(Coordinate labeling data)
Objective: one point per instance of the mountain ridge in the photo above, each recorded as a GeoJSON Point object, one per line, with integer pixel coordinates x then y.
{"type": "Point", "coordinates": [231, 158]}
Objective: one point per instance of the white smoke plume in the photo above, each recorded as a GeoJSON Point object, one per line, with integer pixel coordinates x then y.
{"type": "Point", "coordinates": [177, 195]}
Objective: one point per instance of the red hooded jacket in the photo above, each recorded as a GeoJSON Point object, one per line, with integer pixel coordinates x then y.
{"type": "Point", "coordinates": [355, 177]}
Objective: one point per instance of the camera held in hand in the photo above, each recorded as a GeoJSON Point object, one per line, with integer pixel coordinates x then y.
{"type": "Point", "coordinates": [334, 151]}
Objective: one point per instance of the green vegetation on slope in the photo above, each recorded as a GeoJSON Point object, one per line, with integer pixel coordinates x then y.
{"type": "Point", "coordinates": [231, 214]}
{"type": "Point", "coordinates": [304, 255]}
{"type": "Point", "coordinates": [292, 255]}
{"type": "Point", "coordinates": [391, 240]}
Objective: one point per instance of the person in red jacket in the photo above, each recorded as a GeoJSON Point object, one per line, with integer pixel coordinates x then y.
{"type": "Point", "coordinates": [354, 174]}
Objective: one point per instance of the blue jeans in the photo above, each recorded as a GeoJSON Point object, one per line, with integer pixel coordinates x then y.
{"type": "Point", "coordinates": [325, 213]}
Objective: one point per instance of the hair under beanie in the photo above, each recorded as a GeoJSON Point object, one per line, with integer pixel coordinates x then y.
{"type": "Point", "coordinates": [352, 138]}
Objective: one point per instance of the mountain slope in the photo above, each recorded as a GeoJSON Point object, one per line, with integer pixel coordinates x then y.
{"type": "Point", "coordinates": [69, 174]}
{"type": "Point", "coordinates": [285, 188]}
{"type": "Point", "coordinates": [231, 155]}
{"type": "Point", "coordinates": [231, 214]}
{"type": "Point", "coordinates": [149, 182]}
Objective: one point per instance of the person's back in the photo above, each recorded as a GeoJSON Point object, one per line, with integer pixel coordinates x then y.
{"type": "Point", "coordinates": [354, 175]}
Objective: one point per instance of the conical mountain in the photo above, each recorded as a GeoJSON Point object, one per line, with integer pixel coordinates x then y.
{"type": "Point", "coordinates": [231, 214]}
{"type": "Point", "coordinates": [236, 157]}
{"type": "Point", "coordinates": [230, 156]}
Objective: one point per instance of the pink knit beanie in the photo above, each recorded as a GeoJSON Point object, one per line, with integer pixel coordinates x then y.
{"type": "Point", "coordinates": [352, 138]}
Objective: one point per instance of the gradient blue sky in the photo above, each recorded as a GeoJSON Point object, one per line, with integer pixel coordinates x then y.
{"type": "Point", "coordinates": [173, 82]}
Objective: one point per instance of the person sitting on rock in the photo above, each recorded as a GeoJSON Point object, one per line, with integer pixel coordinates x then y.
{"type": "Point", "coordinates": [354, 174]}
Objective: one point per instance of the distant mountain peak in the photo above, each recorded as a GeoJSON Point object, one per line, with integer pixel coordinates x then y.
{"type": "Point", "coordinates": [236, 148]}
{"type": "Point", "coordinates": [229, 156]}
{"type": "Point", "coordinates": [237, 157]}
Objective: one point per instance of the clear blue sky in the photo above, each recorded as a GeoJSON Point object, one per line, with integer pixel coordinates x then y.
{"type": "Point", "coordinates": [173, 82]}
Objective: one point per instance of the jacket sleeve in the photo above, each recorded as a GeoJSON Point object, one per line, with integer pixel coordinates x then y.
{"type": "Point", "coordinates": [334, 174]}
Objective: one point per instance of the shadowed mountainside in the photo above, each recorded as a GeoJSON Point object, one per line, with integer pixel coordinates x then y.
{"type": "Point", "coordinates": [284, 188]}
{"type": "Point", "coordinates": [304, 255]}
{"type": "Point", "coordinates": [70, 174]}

--

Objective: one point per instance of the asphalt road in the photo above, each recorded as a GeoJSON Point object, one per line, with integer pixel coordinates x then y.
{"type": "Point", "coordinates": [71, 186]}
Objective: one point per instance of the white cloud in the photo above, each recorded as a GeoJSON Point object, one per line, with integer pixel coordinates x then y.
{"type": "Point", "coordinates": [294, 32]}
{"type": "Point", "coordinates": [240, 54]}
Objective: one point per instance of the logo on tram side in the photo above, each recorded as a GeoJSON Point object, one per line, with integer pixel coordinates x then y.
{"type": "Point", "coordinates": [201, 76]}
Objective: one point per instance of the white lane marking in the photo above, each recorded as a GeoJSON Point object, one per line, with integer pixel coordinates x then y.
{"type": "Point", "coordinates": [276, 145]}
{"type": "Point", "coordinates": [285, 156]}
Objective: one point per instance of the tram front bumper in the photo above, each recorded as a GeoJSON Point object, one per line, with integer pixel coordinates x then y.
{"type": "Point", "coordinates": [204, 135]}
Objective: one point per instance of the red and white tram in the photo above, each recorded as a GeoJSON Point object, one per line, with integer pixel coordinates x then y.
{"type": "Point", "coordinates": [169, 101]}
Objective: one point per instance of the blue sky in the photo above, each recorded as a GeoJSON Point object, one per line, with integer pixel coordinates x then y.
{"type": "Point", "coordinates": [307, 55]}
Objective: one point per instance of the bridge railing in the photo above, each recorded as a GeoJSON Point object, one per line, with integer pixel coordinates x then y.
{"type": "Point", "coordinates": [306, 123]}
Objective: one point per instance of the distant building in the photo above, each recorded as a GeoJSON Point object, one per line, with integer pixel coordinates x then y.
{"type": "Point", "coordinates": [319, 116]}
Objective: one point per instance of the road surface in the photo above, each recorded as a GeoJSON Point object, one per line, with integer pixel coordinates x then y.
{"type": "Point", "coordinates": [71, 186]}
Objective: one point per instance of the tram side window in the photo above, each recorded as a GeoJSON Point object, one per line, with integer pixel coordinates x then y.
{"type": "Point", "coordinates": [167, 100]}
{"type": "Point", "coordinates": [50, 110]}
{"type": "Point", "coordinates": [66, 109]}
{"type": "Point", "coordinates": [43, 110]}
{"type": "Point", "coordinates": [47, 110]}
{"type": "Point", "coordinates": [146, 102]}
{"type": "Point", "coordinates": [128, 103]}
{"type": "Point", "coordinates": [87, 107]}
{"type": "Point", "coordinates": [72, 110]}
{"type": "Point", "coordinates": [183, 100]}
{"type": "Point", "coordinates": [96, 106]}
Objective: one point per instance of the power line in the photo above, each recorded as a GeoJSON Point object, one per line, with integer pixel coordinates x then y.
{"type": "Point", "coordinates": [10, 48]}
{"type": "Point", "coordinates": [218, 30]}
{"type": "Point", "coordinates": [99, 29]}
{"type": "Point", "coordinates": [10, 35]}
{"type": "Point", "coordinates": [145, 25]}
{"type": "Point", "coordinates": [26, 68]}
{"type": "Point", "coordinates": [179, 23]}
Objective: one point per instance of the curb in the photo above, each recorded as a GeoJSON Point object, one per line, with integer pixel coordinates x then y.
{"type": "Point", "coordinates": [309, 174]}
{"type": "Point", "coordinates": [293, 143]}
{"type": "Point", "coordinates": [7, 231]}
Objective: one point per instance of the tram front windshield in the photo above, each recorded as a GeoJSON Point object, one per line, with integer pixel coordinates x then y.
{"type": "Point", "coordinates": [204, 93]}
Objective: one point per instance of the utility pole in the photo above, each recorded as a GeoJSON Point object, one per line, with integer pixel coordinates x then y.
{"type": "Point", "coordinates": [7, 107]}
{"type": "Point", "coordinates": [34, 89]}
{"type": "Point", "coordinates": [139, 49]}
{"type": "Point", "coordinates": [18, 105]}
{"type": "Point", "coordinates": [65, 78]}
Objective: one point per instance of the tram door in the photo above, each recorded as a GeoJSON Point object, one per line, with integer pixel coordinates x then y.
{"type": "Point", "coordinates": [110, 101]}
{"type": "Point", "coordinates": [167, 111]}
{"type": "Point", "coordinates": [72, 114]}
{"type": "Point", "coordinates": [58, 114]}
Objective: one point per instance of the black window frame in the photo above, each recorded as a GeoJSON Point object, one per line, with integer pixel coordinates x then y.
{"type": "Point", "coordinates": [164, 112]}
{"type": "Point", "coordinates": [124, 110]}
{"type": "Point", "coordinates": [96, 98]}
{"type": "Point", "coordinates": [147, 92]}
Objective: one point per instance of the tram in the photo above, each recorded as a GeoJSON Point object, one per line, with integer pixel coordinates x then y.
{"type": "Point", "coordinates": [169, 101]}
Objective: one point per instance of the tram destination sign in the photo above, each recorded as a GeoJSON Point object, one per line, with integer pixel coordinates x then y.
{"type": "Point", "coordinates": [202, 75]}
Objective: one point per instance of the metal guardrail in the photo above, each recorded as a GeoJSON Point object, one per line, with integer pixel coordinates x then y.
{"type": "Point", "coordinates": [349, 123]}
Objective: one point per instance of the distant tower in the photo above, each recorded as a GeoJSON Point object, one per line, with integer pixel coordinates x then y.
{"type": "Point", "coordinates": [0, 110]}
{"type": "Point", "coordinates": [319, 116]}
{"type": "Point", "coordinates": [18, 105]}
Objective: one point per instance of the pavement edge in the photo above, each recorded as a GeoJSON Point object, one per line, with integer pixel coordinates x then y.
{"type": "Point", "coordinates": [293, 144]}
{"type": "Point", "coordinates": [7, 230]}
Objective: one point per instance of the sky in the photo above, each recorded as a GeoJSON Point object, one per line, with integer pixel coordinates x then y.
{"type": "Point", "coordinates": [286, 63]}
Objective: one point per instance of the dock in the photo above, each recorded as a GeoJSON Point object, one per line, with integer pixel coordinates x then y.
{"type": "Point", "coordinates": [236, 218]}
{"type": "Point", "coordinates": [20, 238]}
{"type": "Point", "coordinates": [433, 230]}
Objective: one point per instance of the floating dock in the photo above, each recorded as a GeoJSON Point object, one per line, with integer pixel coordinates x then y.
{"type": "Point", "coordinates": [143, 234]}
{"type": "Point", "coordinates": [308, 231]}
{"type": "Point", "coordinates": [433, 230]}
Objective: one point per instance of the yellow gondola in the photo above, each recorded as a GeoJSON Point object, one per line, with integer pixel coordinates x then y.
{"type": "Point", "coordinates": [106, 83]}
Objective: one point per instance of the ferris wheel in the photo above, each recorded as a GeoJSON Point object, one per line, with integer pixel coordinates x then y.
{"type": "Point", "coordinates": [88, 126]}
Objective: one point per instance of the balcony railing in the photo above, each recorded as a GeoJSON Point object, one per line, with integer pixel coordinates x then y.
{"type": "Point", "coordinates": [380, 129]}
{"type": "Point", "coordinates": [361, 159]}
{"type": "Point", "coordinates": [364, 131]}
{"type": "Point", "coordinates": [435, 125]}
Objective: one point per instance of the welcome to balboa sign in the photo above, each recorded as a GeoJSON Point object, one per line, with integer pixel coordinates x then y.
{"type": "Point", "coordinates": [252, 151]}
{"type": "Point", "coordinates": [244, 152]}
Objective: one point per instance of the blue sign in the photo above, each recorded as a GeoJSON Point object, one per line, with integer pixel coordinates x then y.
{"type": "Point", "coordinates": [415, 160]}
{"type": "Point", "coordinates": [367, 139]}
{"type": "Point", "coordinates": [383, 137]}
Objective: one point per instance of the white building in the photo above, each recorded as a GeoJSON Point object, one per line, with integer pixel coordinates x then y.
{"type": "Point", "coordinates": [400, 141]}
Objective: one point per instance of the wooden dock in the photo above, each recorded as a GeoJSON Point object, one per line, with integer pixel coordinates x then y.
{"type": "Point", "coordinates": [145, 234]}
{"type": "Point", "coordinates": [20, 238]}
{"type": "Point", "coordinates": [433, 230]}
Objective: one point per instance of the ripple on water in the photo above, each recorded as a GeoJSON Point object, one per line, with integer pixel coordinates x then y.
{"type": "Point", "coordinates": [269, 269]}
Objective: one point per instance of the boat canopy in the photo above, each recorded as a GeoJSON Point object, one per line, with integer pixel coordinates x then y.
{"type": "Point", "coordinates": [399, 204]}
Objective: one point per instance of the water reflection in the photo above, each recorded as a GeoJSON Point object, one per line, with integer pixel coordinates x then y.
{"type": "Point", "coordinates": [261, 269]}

STATED PROBLEM |
Count the lines of the items above that contain the string "distant", and give only the number.

FULL RESPONSE |
3